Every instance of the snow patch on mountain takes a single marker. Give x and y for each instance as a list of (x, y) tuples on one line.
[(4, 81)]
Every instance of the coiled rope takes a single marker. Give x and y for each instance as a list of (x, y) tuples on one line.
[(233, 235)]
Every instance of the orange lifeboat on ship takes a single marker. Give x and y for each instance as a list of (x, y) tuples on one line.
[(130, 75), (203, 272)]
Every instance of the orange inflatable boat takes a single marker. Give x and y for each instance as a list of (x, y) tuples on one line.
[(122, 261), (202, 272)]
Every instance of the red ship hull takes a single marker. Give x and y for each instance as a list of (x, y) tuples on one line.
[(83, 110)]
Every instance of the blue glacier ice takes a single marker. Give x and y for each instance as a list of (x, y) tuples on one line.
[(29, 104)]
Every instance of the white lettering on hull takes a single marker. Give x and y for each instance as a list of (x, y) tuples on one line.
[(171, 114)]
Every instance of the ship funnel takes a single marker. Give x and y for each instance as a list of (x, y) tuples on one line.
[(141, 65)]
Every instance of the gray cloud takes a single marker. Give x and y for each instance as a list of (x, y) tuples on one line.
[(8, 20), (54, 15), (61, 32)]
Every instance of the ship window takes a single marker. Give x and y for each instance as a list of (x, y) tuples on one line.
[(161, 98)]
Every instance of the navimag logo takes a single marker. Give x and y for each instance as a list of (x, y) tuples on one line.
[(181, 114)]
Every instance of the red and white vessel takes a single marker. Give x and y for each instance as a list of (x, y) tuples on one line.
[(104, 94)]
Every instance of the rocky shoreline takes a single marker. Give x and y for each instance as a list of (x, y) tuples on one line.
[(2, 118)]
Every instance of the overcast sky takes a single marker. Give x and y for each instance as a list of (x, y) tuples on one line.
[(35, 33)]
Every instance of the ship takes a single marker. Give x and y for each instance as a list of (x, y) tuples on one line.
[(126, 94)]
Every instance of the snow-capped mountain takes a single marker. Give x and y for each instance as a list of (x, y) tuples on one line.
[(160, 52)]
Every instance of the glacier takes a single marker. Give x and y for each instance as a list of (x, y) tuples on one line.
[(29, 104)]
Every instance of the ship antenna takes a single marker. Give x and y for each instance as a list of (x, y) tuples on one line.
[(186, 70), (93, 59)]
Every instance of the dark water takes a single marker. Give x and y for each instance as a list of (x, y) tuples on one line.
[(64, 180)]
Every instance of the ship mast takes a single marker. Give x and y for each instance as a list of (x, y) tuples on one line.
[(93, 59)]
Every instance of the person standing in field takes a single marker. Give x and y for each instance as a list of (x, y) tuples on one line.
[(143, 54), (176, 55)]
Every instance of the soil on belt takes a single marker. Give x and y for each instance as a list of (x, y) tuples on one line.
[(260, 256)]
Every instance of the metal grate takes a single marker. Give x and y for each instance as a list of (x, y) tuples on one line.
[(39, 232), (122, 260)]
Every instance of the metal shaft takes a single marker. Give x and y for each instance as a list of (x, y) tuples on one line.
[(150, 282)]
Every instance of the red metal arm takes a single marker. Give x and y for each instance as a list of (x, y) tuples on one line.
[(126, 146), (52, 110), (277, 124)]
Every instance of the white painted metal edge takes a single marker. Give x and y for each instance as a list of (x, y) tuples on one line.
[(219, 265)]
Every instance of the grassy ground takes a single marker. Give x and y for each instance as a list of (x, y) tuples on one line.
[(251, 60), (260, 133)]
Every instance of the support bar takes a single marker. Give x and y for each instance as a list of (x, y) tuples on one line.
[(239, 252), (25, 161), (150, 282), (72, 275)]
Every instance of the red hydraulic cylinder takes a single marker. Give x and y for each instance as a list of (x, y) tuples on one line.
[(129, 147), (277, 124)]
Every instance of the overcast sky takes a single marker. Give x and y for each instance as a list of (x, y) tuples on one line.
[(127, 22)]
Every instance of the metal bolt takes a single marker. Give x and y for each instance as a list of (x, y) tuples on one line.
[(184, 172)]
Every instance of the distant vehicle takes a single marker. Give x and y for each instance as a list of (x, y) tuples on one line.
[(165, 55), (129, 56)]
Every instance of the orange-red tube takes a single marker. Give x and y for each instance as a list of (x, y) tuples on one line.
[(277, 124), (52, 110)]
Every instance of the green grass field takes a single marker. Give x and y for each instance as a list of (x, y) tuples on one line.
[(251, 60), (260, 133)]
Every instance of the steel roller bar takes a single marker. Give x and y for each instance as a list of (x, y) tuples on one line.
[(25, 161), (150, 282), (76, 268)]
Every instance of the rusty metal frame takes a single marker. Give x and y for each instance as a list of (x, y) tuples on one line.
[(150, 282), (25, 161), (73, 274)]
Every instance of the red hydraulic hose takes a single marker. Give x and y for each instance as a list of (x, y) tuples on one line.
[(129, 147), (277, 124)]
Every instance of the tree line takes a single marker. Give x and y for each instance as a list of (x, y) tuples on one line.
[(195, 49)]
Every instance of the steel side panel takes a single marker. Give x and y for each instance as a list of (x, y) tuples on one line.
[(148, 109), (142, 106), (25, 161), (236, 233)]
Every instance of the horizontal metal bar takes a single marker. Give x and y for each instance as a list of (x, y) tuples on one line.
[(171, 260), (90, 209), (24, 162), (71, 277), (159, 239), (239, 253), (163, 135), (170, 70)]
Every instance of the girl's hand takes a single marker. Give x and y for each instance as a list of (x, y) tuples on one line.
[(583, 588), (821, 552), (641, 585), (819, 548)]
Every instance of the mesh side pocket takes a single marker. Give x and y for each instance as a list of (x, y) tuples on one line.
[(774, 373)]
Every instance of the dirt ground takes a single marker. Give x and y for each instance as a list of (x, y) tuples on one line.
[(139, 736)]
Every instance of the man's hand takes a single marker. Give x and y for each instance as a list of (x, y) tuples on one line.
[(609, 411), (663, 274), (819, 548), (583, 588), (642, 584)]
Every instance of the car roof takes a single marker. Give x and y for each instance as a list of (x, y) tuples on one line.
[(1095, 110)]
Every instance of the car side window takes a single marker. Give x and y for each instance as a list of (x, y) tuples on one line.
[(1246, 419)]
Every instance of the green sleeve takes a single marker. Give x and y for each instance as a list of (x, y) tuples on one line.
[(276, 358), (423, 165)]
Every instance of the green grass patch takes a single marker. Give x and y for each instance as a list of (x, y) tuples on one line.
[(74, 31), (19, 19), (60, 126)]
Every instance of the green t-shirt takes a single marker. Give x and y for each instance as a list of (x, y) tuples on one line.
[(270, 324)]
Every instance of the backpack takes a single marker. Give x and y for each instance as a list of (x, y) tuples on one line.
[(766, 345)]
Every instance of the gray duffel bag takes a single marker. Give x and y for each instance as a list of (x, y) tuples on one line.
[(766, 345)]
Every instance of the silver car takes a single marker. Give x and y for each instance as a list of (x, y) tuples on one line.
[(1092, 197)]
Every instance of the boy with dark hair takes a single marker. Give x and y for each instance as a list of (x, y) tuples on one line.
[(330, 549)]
+ + + + +
--- Assignment ---
Please give back all of the data exactly as it appears.

--- Answer to this exercise ---
Every instance of the snow patch on mountain takes a single marker. Give x and y for each instance as a list of (x, y) tuples on one line.
[(4, 81)]
Every instance of the coiled rope takes a single marker. Give x and y for each instance as a list of (x, y) tuples on one line.
[(233, 235)]
Every instance of the orange lifeboat on ship takes a single marker. Give x and y for each instance as a list of (x, y) tuples on one line.
[(130, 75), (203, 272)]
Every instance of the orange inflatable boat takes a single marker. Give x and y for each instance as a list of (x, y) tuples on one line.
[(122, 261), (202, 272)]
Every instance of the red ship hull takes a single marker. Give x and y for each instance as a list of (x, y) tuples on one line.
[(83, 110)]
Every instance of the blue glacier ice takes a single marker. Give x and y for each instance as a list of (x, y) tuples on one line.
[(29, 104)]
Every instance of the white lettering on hull takes a single marker. Give x and y for each instance as a list of (x, y) tuples on one line.
[(171, 114)]
Every instance of the ship funnel takes a single marker. Give x and y for each instance as a list of (x, y) tuples on one line.
[(141, 65)]
Every instance of the gray cloud takes a single marker. Give x and y for each instance as a list of (x, y) tuples on one line.
[(8, 20), (54, 15), (61, 32)]
Every instance of the ship window takes a single marker. Give x and y for each instance as a list of (x, y) tuples on one line.
[(161, 98)]
Every instance of the navimag logo takes a single marker. Give x and y for each instance as a list of (x, y) tuples on one line.
[(181, 114)]
Every instance of the red and white vessel takes a single marker. Give x and y for each instance as a list of (x, y) tuples on one line.
[(104, 94)]
Every instance of the rocky shoreline takes a single marker. Give x and y for each instance as a list of (x, y) tuples on one line.
[(2, 118)]
Every instance of the overcast sky takes a single marker. Give x and y for each instance as a list of (x, y) tuples on one line.
[(35, 33)]
Every instance of the ship takes a single marker. Give x and y for each instance as a list of (x, y) tuples on one line.
[(126, 94)]
Every instance of the snow-capped mountain takes a single marker. Give x and y for each instance as a list of (x, y) tuples on one line.
[(160, 52)]
Every instance of the glacier takes a single marker. Give x and y for each instance as a list of (x, y) tuples on one line.
[(29, 104)]
Every instance of the ship antenna takes a single marker. Give x and y for each instance as a list of (x, y) tuples on one line.
[(186, 70), (93, 59)]
Every instance of the dark water takes a single marker. Give x and y for each instance as a list of (x, y) tuples on one line.
[(64, 180)]
Every instance of the ship mast takes a single marker. Give x and y for each instance as a list of (x, y) tuples on one line.
[(93, 59)]
Every instance of the person standing in field takes a single marker. Give x and y for each instance as a list of (x, y) tuples on one line.
[(143, 54), (176, 55)]
Every instance of the soil on belt takes a single marker. Give x and y for each instance as a list of (x, y) tuples on one line.
[(260, 256)]
Every instance of the metal grate takes a single marker. Give x and y for each instance as a list of (x, y) tuples on one line.
[(39, 232), (122, 260)]
Every instance of the metal shaft takes a single marker. Give x and y for each instance as a list of (x, y) tuples on one line.
[(150, 282)]
Every instance of the red metal arm takes a single marker. Give x and y for each instance as a list of (x, y) tuples on one line.
[(126, 146), (52, 110), (277, 124)]
Every instance of the white painted metal edge takes a single marker. Give x and y for each instance as a list of (x, y) tuples on one line.
[(219, 265)]
Every instance of the grassy ground takes a single marker. Give x and y for each instance as a list of (x, y) tuples on one line.
[(251, 60), (260, 133)]
Every instance of the support bar takes a single marker. Give x and y for each instance as a list of (x, y) tuples on one line.
[(239, 252), (25, 161), (150, 282), (72, 275)]
Every instance of the red hydraulic cylinder takes a single marker. Give x and y for each instance as a list of (x, y) tuples on one line.
[(129, 147), (277, 124)]
Every instance of the overcast sky takes a single marker. Give x and y for each instance as a list of (x, y) tuples on one line.
[(127, 22)]
Every instance of the metal bolt takes a single marker. Give x and y for each instance as a list of (x, y) tuples on one line.
[(184, 172)]
Every instance of the distant vehicle takes a single marker. Give x and y for each instance as a list of (x, y) tuples on one line.
[(165, 55), (129, 56)]
Every instance of the orange-red tube takes a single marker. Give x and y for each instance as a list of (x, y) tuples on one line.
[(277, 124), (52, 110)]
Every instance of the green grass field takes a single marker. Give x and y for each instance as a list of (x, y) tuples on one line.
[(251, 60), (260, 133)]
Every instance of the steel roller bar takes a single marker. Give x and y for each instance as a list of (x, y) tuples on one line.
[(25, 161), (150, 282), (76, 268)]
Every instance of the rusty metal frame takes a single marker. Give x and y for each instance as a list of (x, y) tuples on one line.
[(150, 282), (25, 161), (73, 274)]
Every instance of the red hydraulic hose takes a single marker. Give x and y for each instance as a list of (x, y) tuples on one line.
[(129, 147), (277, 124)]
Every instance of the tree line takes a single marker. Give x and y for each instance as a list of (x, y) tuples on one line.
[(195, 49)]
Every instance of the steel side panel takes a single marker. Give x and y for each instance as a list of (x, y) tuples on one line.
[(148, 109), (142, 106), (25, 161), (236, 233)]
Every instance of the horizontal metal bar takes a single marker. Give x and y for each instance as a list of (x, y) tuples on one line.
[(171, 260), (90, 209), (24, 162), (71, 277), (159, 239), (239, 253), (163, 135), (170, 70)]
Every instance of the girl's hand takes a single marker. Give x and y for each instance as a list of (x, y) tuples on one line.
[(583, 588), (821, 552), (641, 585), (819, 548)]
Every instance of the mesh side pocket takes a single marker. Give x and y for each instance as a list of (x, y) tuples on one line.
[(774, 373)]
Every instance of the dirt ground takes a single marker. Give x and y for each instance as a list of (x, y) tuples on one line.
[(139, 736)]
Every instance of the man's hand takes a single marker. Give x and y for each instance as a list of (x, y) tuples on one line.
[(609, 411), (663, 274), (819, 548), (583, 588), (642, 584)]
Every instance of the car roof takes a single marker. Give x and y for each instance as a list of (x, y) tuples on one line.
[(1095, 110)]
Every instance of the car side window takes a single marker. Give x and y for each instance as a list of (x, y) tuples on one line.
[(1246, 419)]
Every instance of the green sleeve takes a single marker. Give x and y for each instance as a list of (x, y) tuples on one line.
[(276, 358), (423, 165)]
Every instance of the green grass patch takes a single marker. Give x and y for each instance as a list of (x, y) tuples on one line.
[(74, 31), (19, 19), (60, 126)]
Every instance of the green t-shirt takes a single marker. Give x and y for each instance as a list of (x, y) tuples on one line.
[(270, 324)]
Every instance of the backpack takes a single marker. Give x and y for each instance as a list of (x, y) tuples on one line.
[(766, 345)]
Every instance of the gray duffel bag takes a single marker. Give x and y for each instance as a list of (x, y) tuples on one line.
[(766, 345)]
Every instance of the silver car takes a single marker. Give x and y for each instance as a list of (x, y) tuples on one line.
[(1092, 197)]
Every instance of the boy with dark hair takes a single marker. Give x and y for each instance as a list of (x, y) tuples on one line.
[(330, 549)]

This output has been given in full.